[Rows from a pointing dataset]
--------------------------------------------------
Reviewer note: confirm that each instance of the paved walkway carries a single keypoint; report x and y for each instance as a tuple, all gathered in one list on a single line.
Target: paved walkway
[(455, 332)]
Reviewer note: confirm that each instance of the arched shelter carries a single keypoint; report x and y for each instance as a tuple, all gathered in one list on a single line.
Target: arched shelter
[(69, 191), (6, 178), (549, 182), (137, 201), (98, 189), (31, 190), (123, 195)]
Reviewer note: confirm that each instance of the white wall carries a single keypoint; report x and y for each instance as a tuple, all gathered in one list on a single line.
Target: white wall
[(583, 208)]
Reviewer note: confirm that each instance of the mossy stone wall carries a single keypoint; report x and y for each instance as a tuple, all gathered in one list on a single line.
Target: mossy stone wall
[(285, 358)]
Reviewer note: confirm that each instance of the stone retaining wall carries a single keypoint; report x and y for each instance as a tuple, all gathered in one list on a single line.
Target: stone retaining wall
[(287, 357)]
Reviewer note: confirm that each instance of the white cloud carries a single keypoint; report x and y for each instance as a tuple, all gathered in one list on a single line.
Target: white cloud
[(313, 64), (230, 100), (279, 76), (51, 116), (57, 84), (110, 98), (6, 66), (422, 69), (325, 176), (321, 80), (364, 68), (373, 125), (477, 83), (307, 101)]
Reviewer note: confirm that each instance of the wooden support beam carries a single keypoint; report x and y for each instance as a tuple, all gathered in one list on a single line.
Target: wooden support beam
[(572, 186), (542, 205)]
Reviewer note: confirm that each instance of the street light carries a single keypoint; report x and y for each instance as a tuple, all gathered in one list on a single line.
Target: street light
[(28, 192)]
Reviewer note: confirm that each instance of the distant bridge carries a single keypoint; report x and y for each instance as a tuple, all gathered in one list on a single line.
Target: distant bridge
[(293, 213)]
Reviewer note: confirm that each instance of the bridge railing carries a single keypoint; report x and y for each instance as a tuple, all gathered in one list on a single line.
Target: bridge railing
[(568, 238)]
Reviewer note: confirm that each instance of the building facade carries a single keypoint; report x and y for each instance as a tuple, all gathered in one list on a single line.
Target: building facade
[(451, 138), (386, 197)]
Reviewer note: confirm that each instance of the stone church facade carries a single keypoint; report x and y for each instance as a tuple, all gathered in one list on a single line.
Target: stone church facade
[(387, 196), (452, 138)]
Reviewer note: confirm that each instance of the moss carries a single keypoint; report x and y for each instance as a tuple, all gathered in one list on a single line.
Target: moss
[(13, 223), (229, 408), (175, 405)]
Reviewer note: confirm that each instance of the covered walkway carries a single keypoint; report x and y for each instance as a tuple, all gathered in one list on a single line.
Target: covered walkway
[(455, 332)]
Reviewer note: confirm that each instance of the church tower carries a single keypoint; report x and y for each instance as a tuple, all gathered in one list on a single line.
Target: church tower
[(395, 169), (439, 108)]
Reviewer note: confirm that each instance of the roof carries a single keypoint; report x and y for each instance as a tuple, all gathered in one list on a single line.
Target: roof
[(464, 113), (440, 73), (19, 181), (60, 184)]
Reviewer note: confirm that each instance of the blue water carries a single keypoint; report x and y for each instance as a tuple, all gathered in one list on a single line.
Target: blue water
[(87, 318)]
--------------------------------------------------
## TASK OBJECTIVE
Rewrite all the records above with "keypoint" switched to "marker" wherever it occurs, changing nothing else.

## SOLUTION TO THIS TASK
Reviewer note: confirm that each instance of the paved walkway carries a single marker; report x and y for each instance as a tuple, all gathered in one list on a single line.
Target: paved walkway
[(455, 332)]
Reviewer note: confirm that each instance of the arched shelter carries a single marker; report x and y for each instance as a tuple, all gathered in one list on a single line.
Target: arched shelter
[(69, 191), (6, 178), (549, 182), (137, 201), (98, 189), (31, 190), (123, 195)]
Reviewer note: confirm that each instance of the white wall carries a single marker; report x and y for each instance as a tuple, all gathered in one list on a single line.
Target: white wall
[(583, 208)]
Reviewer note: confirm that each instance of the mossy stone wall carries a single marker; report x and y for each instance as a tuple, all gathered in one list on a single line.
Target: mossy stone wall
[(285, 358)]
Reviewer note: confirm that each instance of the stone retaining wall carries a single marker; report x and y for each instance as a tuple, all gathered in one list on a single line.
Target: stone retaining wall
[(287, 357)]
Reviewer note: confirm that each instance of the white cloud carries a single marker; report x and y for each instance as a tuple, all gathered in one list on a single line.
Target: white cloud
[(313, 64), (230, 100), (279, 76), (51, 116), (57, 84), (110, 98), (6, 66), (422, 69), (325, 176), (321, 80), (364, 68), (373, 125), (477, 83), (307, 101)]
Reviewer note: confirm that each instance of the wooden support beam carries a single marker; report x and y for each instance as a tuple, all gathered in one list on a single line.
Target: wooden support beam
[(572, 186), (542, 205)]
Reviewer note: confirm that each instance of the street light carries a single marker; report x and y for each instance as a tuple, all gathered in one list on a single line.
Target: street light
[(28, 192)]
Reviewer note: confirm that each instance of the distant bridge carries a single marker; report x and y for each instance as a tuple, all gathered in one list on a single line.
Target: distant bridge
[(293, 213)]
Reviewer note: confirm that each instance of the bridge railing carries a single marker; report x and y for each instance as a tuple, all gathered in one list on a single line.
Target: bridge railing
[(568, 238)]
Reviewer note: confirm that each instance of the building facade carries a single marker; report x and y for each instance as a tuple, all gathered in one list on a single line.
Target: building facade
[(451, 138), (386, 197)]
Reviewer note: confirm that each instance of the stone church facade carries a single marker; report x and y for each instance as a tuple, all gathered in one list on a single line.
Target: stone church facade
[(387, 196), (452, 138)]
Reviewer note: confirm that each instance of the moss carries a single marker; report x and y for each instance as a tuple, all gathered in one list on a single line.
Target: moss
[(13, 223), (229, 408), (175, 405)]
Reviewer note: confirm that each instance of the covered walkway carries a single marker; report x and y for each instance as a tuple, all gathered in one list on a single line.
Target: covered walkway
[(455, 332)]
Reviewer note: confirm that each instance of the church tower carries a single marker; report x and y for each instance as a tuple, all gathered in one list on a single line.
Target: church tower
[(395, 169), (439, 108)]
Reviewer note: confirm that each instance of the roof carries a single marker; report x and y for each instance as a tuple, all gathered in one list on a single line.
Target: roof
[(464, 113), (440, 73), (19, 181), (60, 184)]
Reviewer note: confirm that each instance of the blue water carries a single marker; report x and y for each instance as a tuple, all gathered in one list on a single line.
Target: blue water
[(87, 318)]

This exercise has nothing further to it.